[Records from a point labeling set]
○ ○ ○
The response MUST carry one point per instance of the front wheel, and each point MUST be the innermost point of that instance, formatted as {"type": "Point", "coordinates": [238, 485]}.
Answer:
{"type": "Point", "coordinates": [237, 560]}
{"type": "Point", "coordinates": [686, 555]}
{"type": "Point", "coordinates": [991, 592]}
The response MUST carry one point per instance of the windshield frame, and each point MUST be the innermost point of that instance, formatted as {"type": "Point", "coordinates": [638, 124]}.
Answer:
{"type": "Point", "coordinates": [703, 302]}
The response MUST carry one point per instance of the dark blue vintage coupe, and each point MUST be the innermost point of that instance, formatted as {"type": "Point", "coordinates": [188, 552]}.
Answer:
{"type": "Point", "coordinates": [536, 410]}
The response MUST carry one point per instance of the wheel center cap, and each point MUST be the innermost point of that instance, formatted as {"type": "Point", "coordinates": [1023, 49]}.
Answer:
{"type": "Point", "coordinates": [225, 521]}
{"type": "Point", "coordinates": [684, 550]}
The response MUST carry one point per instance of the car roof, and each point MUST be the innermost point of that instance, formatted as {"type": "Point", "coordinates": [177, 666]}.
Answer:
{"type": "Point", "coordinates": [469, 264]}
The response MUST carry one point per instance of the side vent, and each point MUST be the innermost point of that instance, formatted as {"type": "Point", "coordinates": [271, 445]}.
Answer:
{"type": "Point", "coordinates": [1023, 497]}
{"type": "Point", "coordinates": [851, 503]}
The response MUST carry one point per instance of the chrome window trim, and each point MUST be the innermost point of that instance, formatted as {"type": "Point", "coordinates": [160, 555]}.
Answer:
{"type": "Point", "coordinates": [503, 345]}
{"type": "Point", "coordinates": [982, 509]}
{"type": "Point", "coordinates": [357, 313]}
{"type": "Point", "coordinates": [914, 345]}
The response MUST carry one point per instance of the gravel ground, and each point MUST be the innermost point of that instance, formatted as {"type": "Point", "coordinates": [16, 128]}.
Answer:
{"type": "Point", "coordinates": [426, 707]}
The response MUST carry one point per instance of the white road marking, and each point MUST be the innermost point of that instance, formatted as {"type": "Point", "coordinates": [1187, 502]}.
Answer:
○ ○ ○
* [What you are asked to do] Starting at the line that contains "The response MUST carry one point per instance of the white" and ending at the last line of the records, write those lines out again with "road marking" swapped for "lane stripe" and everything else left as it is.

* [Answer]
The response MUST carry one point per instance of the white lane stripe, and each point MUST be the innermost point of that instance, formatted as {"type": "Point", "coordinates": [1187, 502]}.
Answer:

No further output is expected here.